Input material:
----
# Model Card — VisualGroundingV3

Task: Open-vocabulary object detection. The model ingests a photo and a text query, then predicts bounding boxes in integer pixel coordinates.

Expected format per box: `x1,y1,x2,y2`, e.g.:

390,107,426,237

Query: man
----
Task statement: Word for word, write out each entry shown above.

Response to this task:
# Model Card — VisualGroundingV3

Task: Open-vocabulary object detection. The model ingests a photo and a text query, then predicts bounding boxes in integer pixel coordinates.

Expected format per box: `x1,y1,x2,y2`, e.g.:

390,107,426,237

Query: man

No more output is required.